Toronto would like to be seen as the nice person’s Silicon Valley - kjhughes
https://www.technologyreview.com/2020/06/17/1003314/toronto-would-like-to-be-seen-as-the-nice-persons-silicon-valley-if-thats-not-too-much-trouble/
======
QuixoticQuibit
What a strange article based on the common notion that "Canadians are
notoriously polite" and as such want to create a "nice person's Silicon
Valley." As someone who was raised in the GTA and came down to SV for full-
time work, I can't say I've noticed any significant differences between people
who live in either region. In fact, both regions have quite diverse
populations and I find that most people are decent and generally polite.

> [Canadians] generally go out of their way to not criticize their southern
> neighbors. Despite this, there is a burning nationalism deep down that can
> take the form of disgust toward many aspects of American culture

The above quote is pretty humorous considering the article's message. I've
always found it saddening that a strong part of a Canadian's identity is that
they're not American. While the US definitely seems to have more problems
(greater political divisiveness), I feel like that's mostly seen in the news
and not a reflection of most people in day-to-day life, at least in SV.

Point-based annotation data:
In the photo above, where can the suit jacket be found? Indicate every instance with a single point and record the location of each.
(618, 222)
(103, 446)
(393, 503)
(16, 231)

> PROMPT 1
In the forum thread, where does QuixoticQuibit say they were raised?
> PROMPT 2
From the forum thread, extract everything from "Toronto would like" down to "and generally polite.".

> RESPONSE 1
In the GTA.

> RESPONSE 2
Toronto would like to be seen as the nice person’s Silicon Valley - kjhughes
https://www.technologyreview.com/2020/06/17/1003314/toronto-would-like-to-be-seen-as-the-nice-persons-silicon-valley-if-thats-not-too-much-trouble/
======
QuixoticQuibit
What a strange article based on the common notion that "Canadians are
notoriously polite" and as such want to create a "nice person's Silicon
Valley." As someone who was raised in the GTA and came down to SV for full-
time work, I can't say I've noticed any significant differences between people
who live in either region. In fact, both regions have quite diverse
populations and I find that most people are decent and generally polite.